**SELECTED PASSAGE**:
How are microchips programmed to know

what is a one and zero?

So let's step back and talk about

why zeros and ones are so important in computing.

You can really encode all sorts of information

as a long series of zeros and ones.

Take the ASCII character set, for example.

It enumerates all the characters, the letters,

special signs in a long list,

and then it assigns a combination

of zeros and ones to represent each of these letters.

And then you can take a whole book, for example,

and just string all the letters, and characters,

and spaces, and commas, and exclamation marks

to create a long sequence of zeros and ones.

In a computer chip,

a zero is usually represented by no voltage,

and a one is represented by some voltage,

like one volt or 1.5 volts.

Transistors in a computer chip can then modify the signals

by either switching a transistor on or off

and performing certain computations.

You can build specific circuits using transistors,

like adders or multipliers,

but you can also make it programmable

so that you get software to run

and perform ever more complex operations

on these strings of data

that you're sending into the computer chips.

RolfCopter4 asks,

Just how on earth does a transistor physically work?

Well, the easiest way to think of it is like a valve.

You have an input and an output

and a valve handle.

In electronics with a transistor,

we call the input and output source and drain,

and the handle is called a gate.

An electrical signal connected to the gate

opens up the channel between the source and the drain,

or it keeps it closed so that no electricity can flow.

On a modern chip like this,

there are billions of transistors,

and of course they don't switch

like very slowly like a handle,

but they can switch billions of times per second.

Eatbeefnow, Why there are only few chip makers

in the world?

Well, the modern chips are designed

in very complicated processes,

like we're down to five, four, two nanometer design points,

and the manufacturing is extremely complicated.

Building fabs that can manufacture chips like that

is extremely costly.

And driving the development work

to get to the next technology node

from say three to two, and from two to 1.4

is an extremely costly undertaking as well.

So that's why we've seen a big consolidation

over the last 10 or 15 years,

and we only have a few companies

who can really afford to do the development work

and build those fabs.

So some of the big manufacturers today

are TSMC in Taiwan, Samsung in Korea,

and Intel here in the US.

All these companies are also building fabs in the US

and other places in the world,

but that's where they originate.

Ventynine asks, Why do computers get slow with time?

Let me bust that myth a little bit.

When you own a computer over a period of time,

you're loading more and more programs onto the computer,

you are getting firmware and software updates,

you're loading more and more data on it.

So it's not that the hardware gets slower,

you're just asking the hardware to do more

because you're kind of accumulating

a lot of junk on the device.

It's not like the chips wear out

and the hardware gets slower.

It's just you're asking more of it.

From hachface, Stupid question,

why do they need so many new data centers anyway?

Not a stupid question.

With what's going on in AI over the last few years,

we've really seen an explosion

in new data center construction,

and so let's just step back.

AI has had some really big breakthroughs

over the last three, four, five years,

and it's really driving worldwide productivity

for knowledge workers.

Now, we spent trillions and trillions of dollars in wages

for knowledge workers on the globe,

and if we can make knowledge workers more productive

by only a few percent, that is a massive market,

a hugely valuable market,

many trillions of dollars worth.

And so you see a lot of companies building data centers

to capture their share of that market.

Now, these data centers are really complex.

They need enormous power supplies

because they get filled with computers

for storage, general purpose computing,

and then of course a lot of GPUs for all the AI processing.

**DO THIS**:
Reproduce the passage on microchips from "and a valve" up to and including "electricity can flow.".

(Excerpts from point annotation data)
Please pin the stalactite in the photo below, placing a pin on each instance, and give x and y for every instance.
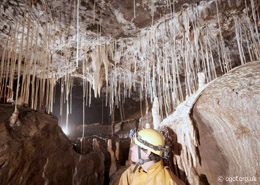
(20, 56)
(25, 66)
(13, 60)
(77, 55)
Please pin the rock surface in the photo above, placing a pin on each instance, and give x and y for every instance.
(37, 152)
(227, 116)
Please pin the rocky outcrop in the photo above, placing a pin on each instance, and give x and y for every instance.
(36, 151)
(215, 132)
(227, 116)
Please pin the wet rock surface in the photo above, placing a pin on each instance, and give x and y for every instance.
(227, 116)
(36, 151)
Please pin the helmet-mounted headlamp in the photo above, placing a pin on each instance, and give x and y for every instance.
(165, 150)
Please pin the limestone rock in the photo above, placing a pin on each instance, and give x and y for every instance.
(37, 152)
(227, 116)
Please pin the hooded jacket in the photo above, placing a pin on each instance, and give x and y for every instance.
(156, 174)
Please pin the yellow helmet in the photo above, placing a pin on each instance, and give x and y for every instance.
(150, 139)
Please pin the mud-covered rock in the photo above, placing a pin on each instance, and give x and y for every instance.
(36, 151)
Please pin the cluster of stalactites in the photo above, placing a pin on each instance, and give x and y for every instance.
(179, 47)
(28, 60)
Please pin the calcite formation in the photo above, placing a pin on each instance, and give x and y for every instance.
(37, 152)
(218, 129)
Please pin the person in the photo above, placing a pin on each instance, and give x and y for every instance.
(147, 153)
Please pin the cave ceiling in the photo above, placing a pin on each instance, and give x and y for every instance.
(147, 48)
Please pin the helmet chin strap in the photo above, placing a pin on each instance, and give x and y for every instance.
(140, 160)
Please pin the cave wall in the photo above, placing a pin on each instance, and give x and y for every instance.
(227, 115)
(34, 150)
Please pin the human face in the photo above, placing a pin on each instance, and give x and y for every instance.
(134, 153)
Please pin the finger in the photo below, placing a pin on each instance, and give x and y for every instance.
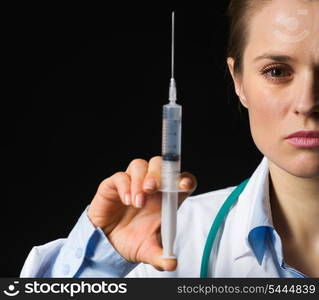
(116, 187)
(188, 184)
(137, 170)
(152, 180)
(153, 255)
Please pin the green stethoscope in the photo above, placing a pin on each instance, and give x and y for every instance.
(221, 215)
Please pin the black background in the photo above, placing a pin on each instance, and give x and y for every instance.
(82, 96)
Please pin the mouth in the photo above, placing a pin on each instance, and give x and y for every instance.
(304, 139)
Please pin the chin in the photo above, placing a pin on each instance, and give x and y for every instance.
(304, 165)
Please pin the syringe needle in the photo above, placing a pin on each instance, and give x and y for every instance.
(173, 40)
(172, 85)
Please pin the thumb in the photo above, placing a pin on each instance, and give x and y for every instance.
(153, 256)
(188, 184)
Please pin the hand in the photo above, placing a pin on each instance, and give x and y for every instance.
(127, 207)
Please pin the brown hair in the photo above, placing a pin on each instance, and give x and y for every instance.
(240, 12)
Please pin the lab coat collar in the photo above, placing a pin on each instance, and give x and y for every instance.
(256, 228)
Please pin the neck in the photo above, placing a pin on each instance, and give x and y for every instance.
(295, 201)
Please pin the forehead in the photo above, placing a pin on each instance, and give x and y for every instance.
(290, 27)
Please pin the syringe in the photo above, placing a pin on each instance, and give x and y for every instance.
(171, 154)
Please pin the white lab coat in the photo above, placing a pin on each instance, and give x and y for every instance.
(231, 256)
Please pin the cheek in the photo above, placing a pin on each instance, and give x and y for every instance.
(266, 114)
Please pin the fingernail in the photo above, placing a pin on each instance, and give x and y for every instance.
(139, 200)
(150, 184)
(186, 182)
(127, 199)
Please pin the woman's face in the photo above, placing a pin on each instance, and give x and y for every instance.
(280, 82)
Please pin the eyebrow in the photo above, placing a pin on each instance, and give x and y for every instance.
(275, 57)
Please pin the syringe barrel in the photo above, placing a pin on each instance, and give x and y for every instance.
(171, 146)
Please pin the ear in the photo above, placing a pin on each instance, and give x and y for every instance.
(237, 82)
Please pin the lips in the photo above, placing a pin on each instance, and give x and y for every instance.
(304, 134)
(304, 139)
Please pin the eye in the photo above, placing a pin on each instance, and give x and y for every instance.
(277, 73)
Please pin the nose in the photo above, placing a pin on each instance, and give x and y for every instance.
(308, 94)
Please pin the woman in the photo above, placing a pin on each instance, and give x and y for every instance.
(273, 228)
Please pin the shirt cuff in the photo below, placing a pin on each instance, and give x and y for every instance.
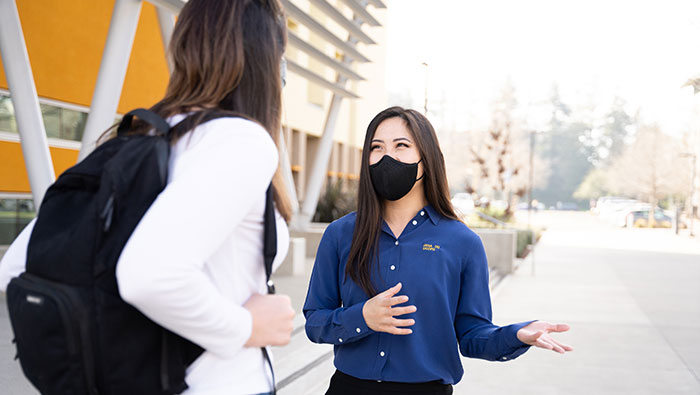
(511, 335)
(354, 321)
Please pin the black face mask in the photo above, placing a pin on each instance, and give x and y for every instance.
(392, 179)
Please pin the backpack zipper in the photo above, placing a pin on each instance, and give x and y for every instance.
(107, 212)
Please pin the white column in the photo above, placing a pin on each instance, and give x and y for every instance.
(166, 21)
(110, 79)
(20, 80)
(286, 166)
(323, 154)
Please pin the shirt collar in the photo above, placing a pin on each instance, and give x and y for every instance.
(432, 214)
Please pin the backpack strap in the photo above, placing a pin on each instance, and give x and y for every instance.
(270, 238)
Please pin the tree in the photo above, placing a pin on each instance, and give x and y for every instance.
(561, 146)
(501, 156)
(605, 141)
(650, 169)
(594, 185)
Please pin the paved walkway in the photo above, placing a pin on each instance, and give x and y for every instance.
(632, 297)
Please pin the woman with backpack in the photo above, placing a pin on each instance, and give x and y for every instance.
(400, 285)
(194, 263)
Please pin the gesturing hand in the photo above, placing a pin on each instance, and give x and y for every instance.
(379, 313)
(537, 334)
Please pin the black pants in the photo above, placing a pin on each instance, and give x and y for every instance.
(342, 384)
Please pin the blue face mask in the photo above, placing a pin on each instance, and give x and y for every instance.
(392, 179)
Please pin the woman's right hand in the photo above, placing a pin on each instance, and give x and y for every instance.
(272, 320)
(379, 313)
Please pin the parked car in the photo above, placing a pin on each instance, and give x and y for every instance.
(640, 218)
(568, 206)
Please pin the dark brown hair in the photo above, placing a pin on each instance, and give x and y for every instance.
(365, 238)
(226, 56)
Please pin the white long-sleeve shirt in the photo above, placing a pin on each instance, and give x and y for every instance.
(196, 255)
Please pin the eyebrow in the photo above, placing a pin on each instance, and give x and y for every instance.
(395, 140)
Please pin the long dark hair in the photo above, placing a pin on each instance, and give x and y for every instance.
(365, 238)
(226, 56)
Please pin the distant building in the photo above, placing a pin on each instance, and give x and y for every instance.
(65, 41)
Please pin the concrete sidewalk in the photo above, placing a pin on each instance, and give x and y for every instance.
(632, 298)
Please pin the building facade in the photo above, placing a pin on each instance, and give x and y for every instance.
(335, 85)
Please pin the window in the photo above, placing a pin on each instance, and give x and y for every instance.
(60, 122)
(15, 214)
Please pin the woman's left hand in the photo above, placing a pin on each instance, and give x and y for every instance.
(538, 334)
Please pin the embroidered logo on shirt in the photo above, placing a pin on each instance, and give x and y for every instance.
(430, 247)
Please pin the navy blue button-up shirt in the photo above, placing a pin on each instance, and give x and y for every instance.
(442, 267)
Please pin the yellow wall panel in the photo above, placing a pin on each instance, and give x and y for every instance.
(65, 40)
(13, 173)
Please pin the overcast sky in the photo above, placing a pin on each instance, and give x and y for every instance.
(640, 50)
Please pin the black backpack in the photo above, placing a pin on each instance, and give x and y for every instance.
(74, 333)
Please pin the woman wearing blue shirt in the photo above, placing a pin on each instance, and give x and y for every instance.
(401, 284)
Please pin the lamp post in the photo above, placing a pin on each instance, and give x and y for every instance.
(693, 207)
(529, 197)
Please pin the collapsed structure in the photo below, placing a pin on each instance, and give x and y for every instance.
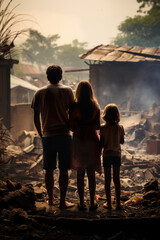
(125, 75)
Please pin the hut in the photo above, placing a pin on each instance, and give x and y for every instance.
(128, 76)
(21, 90)
(5, 68)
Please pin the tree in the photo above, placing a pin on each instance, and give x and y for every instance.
(67, 54)
(9, 20)
(142, 30)
(40, 49)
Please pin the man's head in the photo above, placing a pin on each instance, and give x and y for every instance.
(54, 73)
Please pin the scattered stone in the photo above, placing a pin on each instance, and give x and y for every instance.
(152, 194)
(19, 215)
(151, 185)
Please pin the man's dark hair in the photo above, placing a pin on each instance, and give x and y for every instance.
(54, 73)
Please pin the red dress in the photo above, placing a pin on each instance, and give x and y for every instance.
(86, 143)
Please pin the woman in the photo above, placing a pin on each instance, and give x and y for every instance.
(84, 122)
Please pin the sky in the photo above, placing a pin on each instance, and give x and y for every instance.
(92, 21)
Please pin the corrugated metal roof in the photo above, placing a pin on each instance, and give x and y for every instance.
(29, 69)
(110, 53)
(15, 82)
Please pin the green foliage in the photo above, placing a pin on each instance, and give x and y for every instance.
(39, 49)
(44, 51)
(67, 54)
(142, 30)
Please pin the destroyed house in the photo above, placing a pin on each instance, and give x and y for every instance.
(21, 90)
(128, 76)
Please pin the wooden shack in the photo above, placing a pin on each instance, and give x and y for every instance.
(5, 67)
(128, 76)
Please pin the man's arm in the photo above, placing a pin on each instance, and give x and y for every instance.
(37, 122)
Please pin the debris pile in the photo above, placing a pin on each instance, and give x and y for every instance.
(23, 196)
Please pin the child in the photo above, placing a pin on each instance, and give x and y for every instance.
(84, 122)
(111, 136)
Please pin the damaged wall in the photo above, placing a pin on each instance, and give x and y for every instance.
(132, 86)
(21, 119)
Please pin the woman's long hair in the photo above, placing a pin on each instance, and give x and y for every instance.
(84, 96)
(111, 114)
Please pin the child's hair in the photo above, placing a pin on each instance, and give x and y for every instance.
(54, 73)
(111, 114)
(84, 96)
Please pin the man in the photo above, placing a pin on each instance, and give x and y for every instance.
(51, 105)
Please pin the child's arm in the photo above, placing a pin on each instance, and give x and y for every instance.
(71, 118)
(122, 136)
(122, 140)
(102, 141)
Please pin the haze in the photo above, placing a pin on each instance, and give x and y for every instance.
(92, 21)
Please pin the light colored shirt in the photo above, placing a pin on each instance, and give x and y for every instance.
(53, 102)
(112, 135)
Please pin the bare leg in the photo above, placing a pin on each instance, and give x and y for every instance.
(80, 185)
(49, 181)
(107, 172)
(63, 184)
(116, 179)
(92, 186)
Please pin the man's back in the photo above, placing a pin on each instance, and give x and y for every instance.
(53, 102)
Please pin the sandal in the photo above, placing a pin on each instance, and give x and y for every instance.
(105, 205)
(94, 207)
(82, 207)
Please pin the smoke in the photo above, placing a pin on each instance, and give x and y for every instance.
(134, 88)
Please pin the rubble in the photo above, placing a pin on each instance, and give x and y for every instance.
(23, 196)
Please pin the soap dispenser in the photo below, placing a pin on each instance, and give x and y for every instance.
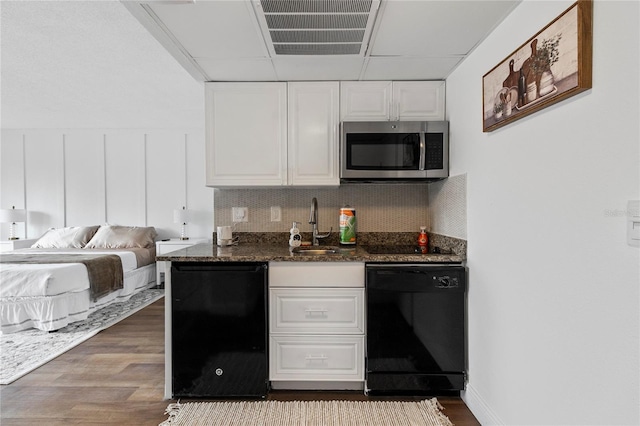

**COMPLETE OUTPUT**:
and a valve handle.

In electronics with a transistor,

we call the input and output source and drain,

and the handle is called a gate.

An electrical signal connected to the gate

opens up the channel between the source and the drain,

or it keeps it closed so that no electricity can flow.